■ What you have to do ■
Single out the lines of the material that contain "below" and copy them.
*** Opening Supplied material ***
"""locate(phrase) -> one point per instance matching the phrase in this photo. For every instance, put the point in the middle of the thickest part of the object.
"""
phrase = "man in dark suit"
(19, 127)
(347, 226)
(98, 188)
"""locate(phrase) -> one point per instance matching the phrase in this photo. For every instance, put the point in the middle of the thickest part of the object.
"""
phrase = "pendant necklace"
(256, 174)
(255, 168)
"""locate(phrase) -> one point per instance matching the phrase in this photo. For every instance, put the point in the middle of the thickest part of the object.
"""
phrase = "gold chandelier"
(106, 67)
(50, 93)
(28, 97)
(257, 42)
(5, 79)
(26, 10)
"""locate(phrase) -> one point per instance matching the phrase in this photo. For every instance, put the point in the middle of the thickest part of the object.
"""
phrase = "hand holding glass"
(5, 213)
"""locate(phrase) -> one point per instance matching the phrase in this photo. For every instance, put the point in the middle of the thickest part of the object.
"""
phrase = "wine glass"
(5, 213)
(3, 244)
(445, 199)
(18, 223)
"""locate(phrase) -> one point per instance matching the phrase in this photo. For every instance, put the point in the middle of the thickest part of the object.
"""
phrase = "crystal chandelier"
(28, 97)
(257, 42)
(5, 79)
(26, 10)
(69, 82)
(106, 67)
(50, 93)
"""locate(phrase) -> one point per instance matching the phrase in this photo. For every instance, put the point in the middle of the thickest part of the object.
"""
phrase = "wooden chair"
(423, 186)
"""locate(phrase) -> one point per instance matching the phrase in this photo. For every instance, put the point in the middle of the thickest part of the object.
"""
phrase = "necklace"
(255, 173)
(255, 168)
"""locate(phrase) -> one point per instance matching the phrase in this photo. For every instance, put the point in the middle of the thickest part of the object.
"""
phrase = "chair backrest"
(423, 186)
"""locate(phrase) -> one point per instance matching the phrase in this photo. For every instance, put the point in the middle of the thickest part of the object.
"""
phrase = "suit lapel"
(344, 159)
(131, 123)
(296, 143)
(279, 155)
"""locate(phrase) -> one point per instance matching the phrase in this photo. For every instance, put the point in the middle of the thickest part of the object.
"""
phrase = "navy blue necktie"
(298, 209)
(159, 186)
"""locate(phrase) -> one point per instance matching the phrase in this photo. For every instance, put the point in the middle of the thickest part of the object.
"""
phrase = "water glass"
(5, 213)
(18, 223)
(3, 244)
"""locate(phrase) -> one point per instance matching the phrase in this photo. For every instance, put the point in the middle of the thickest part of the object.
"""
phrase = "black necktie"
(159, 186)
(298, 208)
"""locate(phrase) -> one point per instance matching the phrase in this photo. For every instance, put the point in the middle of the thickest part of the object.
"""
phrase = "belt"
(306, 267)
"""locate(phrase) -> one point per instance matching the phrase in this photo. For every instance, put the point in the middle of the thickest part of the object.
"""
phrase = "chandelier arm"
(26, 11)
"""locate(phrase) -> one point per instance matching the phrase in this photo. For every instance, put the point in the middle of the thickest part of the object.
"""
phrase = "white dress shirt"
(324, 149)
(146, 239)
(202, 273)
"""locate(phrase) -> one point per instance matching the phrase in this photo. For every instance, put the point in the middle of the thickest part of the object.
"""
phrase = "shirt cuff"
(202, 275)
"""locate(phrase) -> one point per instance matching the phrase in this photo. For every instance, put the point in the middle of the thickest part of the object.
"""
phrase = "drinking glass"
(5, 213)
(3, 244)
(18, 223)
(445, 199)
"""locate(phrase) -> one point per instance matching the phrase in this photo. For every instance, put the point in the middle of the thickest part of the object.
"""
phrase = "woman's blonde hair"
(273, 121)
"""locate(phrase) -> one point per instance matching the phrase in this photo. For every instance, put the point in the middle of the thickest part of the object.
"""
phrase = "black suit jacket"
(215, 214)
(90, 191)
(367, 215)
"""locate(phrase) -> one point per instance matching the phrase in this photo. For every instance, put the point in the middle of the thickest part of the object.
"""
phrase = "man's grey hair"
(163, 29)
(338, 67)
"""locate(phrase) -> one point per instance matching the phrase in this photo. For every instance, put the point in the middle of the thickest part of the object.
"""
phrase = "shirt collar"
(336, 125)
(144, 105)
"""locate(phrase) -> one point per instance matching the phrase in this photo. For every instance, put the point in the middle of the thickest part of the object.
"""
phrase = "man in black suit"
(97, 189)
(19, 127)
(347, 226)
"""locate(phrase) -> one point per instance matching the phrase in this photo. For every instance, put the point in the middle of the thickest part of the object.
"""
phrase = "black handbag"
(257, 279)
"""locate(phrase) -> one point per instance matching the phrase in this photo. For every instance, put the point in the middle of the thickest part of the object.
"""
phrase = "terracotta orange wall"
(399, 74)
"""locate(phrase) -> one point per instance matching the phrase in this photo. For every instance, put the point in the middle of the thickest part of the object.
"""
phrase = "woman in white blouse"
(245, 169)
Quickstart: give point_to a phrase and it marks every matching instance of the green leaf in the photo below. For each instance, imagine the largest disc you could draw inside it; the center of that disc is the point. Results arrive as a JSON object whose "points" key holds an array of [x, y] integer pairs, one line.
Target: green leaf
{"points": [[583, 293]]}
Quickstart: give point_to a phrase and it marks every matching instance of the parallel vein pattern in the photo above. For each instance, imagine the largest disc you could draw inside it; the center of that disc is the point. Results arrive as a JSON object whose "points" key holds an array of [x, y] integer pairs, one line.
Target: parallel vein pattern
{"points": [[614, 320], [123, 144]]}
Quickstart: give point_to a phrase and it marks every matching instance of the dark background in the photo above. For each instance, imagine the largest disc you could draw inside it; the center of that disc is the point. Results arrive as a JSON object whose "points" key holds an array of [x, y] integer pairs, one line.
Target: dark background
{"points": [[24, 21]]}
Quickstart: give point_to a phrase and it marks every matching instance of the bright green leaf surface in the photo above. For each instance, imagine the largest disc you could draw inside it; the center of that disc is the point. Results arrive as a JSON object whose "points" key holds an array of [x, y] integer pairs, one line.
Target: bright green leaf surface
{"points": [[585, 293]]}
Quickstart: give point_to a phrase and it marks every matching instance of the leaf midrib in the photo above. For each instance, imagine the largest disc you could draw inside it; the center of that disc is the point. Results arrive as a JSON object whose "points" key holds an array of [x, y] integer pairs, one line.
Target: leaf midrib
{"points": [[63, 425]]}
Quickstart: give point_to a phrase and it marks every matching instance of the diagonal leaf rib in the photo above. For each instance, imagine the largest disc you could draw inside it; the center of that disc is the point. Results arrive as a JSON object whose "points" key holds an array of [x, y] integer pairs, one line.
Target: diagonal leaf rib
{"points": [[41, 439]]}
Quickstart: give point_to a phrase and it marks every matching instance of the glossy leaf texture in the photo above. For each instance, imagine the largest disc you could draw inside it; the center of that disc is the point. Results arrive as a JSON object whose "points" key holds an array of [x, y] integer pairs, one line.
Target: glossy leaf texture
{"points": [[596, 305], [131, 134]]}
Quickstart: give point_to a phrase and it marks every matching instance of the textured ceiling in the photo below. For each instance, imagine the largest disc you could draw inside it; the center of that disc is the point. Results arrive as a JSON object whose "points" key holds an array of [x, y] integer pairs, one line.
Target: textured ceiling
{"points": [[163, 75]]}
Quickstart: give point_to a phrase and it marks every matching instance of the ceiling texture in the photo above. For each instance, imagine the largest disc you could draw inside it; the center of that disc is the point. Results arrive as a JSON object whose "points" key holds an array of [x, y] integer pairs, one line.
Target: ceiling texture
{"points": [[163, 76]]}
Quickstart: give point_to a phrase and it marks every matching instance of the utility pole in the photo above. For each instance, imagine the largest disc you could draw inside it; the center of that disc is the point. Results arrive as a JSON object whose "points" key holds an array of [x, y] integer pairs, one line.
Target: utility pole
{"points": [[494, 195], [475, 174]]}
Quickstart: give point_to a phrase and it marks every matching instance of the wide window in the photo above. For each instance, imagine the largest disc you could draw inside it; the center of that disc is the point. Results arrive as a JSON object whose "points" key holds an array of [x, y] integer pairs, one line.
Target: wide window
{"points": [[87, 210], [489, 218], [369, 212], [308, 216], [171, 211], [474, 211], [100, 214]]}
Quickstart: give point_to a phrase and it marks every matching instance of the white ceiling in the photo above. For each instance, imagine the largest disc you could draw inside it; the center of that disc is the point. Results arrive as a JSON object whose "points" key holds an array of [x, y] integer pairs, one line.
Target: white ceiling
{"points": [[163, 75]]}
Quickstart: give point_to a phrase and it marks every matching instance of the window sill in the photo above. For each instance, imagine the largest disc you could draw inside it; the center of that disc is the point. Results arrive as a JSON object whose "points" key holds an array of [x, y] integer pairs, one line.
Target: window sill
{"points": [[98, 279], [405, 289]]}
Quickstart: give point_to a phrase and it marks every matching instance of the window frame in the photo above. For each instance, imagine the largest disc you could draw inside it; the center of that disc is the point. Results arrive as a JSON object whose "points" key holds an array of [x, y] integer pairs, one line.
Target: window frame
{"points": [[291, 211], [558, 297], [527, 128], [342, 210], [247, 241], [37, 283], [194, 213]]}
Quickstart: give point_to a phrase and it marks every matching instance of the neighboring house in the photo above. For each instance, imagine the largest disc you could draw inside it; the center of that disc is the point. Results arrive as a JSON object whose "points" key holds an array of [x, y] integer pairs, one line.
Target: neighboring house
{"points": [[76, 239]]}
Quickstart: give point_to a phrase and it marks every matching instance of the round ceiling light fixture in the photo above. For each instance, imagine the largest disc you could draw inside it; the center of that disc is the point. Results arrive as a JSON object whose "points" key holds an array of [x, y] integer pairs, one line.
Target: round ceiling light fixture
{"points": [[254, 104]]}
*** Closing Supplied material ***
■ Result of this task ■
Quickstart: give point_to a phrase and it marks every matching instance of the green leaf in the photo below. For each instance, imagine the largest disc you could draw inside it; the center of that disc is the point. Results arrive as a JSON object whose "points" key holds an array of [x, y] integer pairs, one line.
Quickstart: give point_to a phrase and it marks every matching instance of the textured ceiling in the photo below. For each instance, imagine the largest disc you could draw inside it; the center of that disc is the point. Results arrive as a JSON object whose "points" key holds an array of [x, y] integer pairs, one line.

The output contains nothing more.